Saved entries
=======

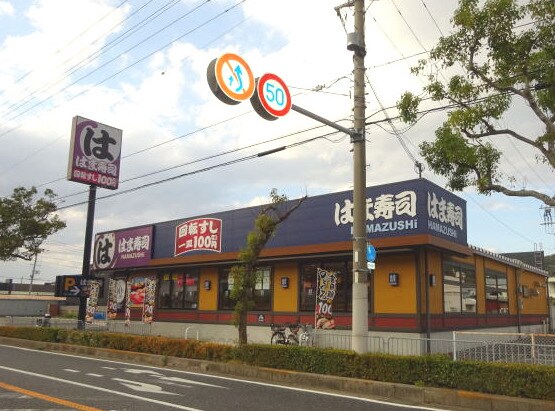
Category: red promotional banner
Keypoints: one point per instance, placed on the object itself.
(325, 293)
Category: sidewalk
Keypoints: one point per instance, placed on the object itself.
(423, 396)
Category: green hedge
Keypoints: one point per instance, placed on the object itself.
(516, 380)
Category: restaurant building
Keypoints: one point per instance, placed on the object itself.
(425, 281)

=======

## What you should do
Using the records above, output their complete text exactly, minus any images.

## Written solution
Category: red promotional banner
Keypoints: one point per instance, placed on the object itself.
(325, 293)
Category: sidewalk
Keypoints: one point per instance, placed on the object itself.
(423, 396)
Category: green hedge
Keypoints: one point per instance, placed on the object itself.
(516, 380)
Category: restaurant building
Keypoints: one point per instance, placed on the object itself.
(425, 281)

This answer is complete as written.